**STATED EXERCISE A**
Please find each line in the records below that contains the word "photograph" and copy those lines.

Georgiou, 46, now the president of the influential dockworkers' union in Piraeus, says that the price for the China deal was too high for his fellow dockworkers. According to Georgiou, 250 people, or about one-sixth of all Piraeus dockworkers, have already been let go or forced into early retirement. Instead of employing experienced dockworkers at the going rate of €120 a day, Georgiou says that Cosco is only hiring unskilled laborers for €40-50 a day, without overtime pay for night or weekend work, of course, and certainly without any guarantee of employment. "The Chinese pay excessively low wages. If they didn't, they wouldn't be competitive," says Georgiou. "Meanwhile, we Greeks get the short end of the stick."
The union leader's concerns are understandable. In its search for solvent friends, the previous government under Socialist Prime Minister Giorgios Papandreou , which was replaced last week, hit pay dirt with the Communist leadership in Beijing. Now the world's newest major power, which has estimated foreign currency reserves of $3.2 trillion, is getting ready to snap up bargains in the upcoming privatization of Greek government-owned businesses.
Beijing the Highest Bidder
Cosco, for example, wants to acquire another 23.1 percent of OLP, the Piraeus port authority. Beijing is the highest bidder for shares in Athens International Airport, in which the German construction giant Hochtief holds a 40 percent stake until 2026. The Chinese submitted the highest bid but also set the most conditions, say officials in the prime minister's office. At issue is a 20-year concession contract for the airport for the period from 2026 to 2046, for which the Greek government is asking €500 million.

**STATED EXERCISE B**
Duplicate word for word the passage of the Piraeus port article above, starting at "Beijing the Highest" and ending at "asking €500 million.".

**TASK MATERIAL**

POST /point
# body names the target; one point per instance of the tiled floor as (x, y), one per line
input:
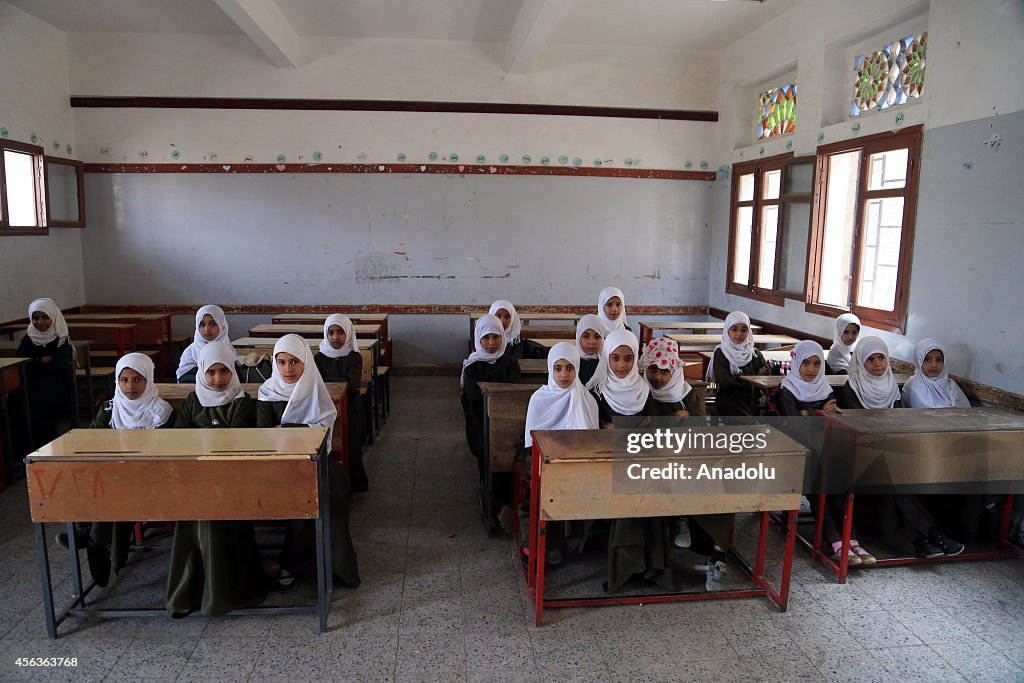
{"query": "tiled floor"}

==

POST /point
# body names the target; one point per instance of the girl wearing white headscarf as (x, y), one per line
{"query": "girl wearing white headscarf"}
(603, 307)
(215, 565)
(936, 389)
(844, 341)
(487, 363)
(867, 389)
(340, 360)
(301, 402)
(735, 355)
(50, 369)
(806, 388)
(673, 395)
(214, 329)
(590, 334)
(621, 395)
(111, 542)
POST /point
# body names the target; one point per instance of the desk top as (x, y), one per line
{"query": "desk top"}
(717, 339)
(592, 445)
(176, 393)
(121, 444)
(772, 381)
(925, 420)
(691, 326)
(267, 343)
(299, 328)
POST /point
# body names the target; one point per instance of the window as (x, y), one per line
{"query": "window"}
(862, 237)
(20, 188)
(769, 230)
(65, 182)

==

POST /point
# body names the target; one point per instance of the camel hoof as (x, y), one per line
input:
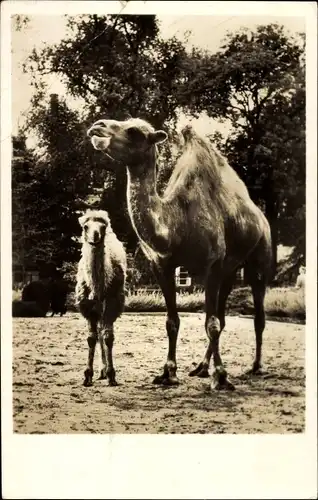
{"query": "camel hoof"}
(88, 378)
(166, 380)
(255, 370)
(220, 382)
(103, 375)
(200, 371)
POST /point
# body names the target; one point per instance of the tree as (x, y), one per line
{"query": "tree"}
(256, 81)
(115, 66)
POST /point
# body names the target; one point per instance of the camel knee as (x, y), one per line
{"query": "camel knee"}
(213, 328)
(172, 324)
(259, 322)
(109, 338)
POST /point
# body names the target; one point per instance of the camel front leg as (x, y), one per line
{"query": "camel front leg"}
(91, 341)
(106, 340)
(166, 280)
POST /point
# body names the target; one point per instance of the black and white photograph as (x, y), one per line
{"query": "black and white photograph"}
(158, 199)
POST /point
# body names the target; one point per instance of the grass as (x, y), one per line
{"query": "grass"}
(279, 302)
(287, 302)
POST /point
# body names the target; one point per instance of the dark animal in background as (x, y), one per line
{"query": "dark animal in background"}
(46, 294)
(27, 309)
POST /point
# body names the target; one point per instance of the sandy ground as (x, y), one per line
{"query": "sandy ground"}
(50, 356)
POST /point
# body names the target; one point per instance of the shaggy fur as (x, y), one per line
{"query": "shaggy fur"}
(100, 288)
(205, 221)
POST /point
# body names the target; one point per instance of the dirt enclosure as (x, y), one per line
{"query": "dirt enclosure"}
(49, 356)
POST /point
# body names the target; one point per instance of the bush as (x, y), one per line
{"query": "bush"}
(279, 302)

**TASK SOLUTION A**
# body names the target; one point per instance of the black and white photograph as (x, y), one per line
{"query": "black and white photograph"}

**TASK SOLUTION B**
Beijing the Highest Bidder
Cosco, for example, wants to acquire another 23.1 percent of OLP, the Piraeus port authority. Beijing is the highest bidder for shares in Athens International Airport, in which the German construction giant Hochtief holds a 40 percent stake until 2026. The Chinese submitted the highest bid but also set the most conditions, say officials in the prime minister's office. At issue is a 20-year concession contract for the airport for the period from 2026 to 2046, for which the Greek government is asking €500 million.